*** Opening of Data extract ***

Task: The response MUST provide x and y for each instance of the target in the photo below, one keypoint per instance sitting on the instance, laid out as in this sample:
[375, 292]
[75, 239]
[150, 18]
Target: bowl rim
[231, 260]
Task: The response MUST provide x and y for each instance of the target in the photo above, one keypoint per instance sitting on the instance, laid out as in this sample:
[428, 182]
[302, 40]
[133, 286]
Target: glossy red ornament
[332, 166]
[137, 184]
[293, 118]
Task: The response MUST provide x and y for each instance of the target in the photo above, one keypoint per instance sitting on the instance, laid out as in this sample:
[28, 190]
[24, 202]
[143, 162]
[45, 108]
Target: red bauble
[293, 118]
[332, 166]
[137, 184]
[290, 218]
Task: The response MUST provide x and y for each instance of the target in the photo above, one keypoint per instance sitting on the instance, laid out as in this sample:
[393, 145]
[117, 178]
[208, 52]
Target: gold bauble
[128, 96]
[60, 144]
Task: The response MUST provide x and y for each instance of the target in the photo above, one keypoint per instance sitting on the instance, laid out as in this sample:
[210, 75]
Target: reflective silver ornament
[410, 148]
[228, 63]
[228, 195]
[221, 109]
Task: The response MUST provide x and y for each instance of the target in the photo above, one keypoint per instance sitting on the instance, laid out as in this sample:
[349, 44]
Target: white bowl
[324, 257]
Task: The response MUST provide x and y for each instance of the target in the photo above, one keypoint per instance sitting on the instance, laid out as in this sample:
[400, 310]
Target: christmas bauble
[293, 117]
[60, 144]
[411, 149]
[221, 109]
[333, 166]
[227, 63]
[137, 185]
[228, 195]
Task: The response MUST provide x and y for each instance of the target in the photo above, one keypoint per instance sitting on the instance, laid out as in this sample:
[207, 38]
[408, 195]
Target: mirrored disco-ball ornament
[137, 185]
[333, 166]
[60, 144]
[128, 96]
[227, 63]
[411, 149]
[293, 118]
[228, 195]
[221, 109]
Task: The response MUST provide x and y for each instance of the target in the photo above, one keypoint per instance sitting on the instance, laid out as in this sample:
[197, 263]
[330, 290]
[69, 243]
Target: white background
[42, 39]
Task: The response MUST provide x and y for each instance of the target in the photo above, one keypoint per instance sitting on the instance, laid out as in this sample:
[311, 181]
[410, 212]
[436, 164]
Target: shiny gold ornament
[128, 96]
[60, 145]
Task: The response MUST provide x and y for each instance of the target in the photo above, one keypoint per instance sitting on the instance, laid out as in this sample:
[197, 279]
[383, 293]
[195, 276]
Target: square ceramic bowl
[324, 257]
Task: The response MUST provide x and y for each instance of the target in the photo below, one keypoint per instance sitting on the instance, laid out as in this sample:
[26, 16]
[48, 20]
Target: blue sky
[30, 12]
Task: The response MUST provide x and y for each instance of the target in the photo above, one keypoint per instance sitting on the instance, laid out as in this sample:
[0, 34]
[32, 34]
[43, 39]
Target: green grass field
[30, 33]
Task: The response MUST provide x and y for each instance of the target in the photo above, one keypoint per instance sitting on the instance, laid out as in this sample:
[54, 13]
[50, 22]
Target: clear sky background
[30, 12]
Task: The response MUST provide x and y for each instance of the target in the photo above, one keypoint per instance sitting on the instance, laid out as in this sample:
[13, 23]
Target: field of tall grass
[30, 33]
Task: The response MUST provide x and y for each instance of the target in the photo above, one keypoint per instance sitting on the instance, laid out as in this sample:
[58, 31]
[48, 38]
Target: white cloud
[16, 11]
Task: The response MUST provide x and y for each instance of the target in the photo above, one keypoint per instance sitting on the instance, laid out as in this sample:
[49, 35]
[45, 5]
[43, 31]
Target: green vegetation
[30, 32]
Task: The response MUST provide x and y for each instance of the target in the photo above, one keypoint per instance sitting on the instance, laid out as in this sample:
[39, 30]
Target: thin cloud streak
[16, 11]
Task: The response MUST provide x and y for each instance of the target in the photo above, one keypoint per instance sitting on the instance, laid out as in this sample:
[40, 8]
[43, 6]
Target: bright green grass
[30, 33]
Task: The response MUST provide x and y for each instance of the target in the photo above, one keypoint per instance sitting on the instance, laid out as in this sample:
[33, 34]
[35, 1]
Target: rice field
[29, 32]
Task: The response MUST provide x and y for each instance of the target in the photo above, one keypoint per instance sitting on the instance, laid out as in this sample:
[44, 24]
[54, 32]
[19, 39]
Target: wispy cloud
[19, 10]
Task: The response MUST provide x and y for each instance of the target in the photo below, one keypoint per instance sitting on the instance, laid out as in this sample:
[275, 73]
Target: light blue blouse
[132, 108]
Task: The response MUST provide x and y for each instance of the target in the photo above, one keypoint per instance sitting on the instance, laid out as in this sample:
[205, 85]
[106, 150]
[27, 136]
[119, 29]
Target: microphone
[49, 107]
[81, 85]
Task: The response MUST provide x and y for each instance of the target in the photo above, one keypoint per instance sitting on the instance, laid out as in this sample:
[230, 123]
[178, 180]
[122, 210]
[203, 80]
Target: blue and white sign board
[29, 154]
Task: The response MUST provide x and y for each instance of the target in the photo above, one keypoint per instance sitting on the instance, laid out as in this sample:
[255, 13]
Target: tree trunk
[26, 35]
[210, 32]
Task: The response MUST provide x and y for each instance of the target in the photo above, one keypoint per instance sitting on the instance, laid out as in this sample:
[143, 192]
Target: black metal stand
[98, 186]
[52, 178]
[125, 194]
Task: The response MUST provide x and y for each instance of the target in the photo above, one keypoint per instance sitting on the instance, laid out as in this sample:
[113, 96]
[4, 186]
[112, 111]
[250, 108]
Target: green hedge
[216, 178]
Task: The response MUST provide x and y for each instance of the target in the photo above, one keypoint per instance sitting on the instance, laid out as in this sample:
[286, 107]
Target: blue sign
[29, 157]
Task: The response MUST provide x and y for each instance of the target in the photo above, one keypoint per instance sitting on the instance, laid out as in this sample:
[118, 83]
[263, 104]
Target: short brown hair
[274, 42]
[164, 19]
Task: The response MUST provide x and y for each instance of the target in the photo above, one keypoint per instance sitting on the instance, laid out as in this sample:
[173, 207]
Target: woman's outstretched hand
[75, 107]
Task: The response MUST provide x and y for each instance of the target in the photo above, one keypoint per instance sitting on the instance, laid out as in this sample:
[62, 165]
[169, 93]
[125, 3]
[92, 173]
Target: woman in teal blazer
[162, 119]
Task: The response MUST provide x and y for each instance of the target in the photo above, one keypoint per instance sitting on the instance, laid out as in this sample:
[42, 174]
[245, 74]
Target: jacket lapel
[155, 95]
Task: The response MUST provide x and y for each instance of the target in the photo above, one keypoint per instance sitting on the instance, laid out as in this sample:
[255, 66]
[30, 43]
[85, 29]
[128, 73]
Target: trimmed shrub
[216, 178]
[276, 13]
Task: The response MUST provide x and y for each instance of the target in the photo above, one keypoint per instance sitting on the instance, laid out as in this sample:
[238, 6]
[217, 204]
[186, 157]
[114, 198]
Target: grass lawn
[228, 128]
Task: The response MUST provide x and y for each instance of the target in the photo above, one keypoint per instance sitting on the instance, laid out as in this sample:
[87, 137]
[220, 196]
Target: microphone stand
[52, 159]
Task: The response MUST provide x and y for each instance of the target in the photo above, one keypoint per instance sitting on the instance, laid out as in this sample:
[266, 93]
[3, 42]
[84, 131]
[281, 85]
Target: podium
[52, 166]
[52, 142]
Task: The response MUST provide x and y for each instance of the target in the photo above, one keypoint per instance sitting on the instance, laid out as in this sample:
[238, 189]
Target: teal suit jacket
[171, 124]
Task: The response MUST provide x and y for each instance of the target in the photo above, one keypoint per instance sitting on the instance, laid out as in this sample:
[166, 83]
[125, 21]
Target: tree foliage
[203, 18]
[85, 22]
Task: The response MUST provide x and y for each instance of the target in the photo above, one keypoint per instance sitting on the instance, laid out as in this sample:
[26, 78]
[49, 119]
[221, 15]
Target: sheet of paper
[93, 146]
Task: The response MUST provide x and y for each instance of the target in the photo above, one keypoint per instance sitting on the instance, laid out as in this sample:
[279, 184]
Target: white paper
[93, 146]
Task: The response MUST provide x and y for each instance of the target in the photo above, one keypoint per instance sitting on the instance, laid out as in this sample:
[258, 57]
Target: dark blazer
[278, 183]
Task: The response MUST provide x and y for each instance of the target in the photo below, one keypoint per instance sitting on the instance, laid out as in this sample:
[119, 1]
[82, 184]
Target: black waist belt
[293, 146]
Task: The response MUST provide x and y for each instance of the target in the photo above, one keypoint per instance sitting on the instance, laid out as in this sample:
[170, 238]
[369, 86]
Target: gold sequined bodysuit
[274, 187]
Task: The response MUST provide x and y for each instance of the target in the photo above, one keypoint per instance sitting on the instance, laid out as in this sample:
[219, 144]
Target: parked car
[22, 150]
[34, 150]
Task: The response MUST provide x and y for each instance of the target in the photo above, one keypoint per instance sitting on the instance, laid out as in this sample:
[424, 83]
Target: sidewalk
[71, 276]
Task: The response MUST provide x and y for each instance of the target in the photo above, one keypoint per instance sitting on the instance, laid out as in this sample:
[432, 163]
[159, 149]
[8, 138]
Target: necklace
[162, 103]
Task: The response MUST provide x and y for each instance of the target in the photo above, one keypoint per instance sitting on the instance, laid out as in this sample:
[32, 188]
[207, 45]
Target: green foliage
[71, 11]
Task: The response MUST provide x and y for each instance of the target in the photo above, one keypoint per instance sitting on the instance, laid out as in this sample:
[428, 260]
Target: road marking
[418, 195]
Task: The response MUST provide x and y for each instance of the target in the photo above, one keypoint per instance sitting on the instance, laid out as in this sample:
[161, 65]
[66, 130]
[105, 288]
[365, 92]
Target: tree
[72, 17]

*** Close of Data extract ***

## Your assignment
Find where "Target: green foliage" occurs in the data, and please write out that line through the last line exactly, with nothing else.

## Response to the exercise
Target: green foliage
[71, 11]
Task: The response MUST provide x and y for each instance of the target in the photo above, one keypoint per instance sitting on the instance, laid out as in this sample:
[428, 260]
Target: road marking
[418, 195]
Task: The response MUST provide x and y for each instance of the target in the photo above, one keypoint per instance sitting on the instance, laid out as in this sample:
[161, 65]
[66, 130]
[105, 288]
[365, 92]
Target: tree
[72, 17]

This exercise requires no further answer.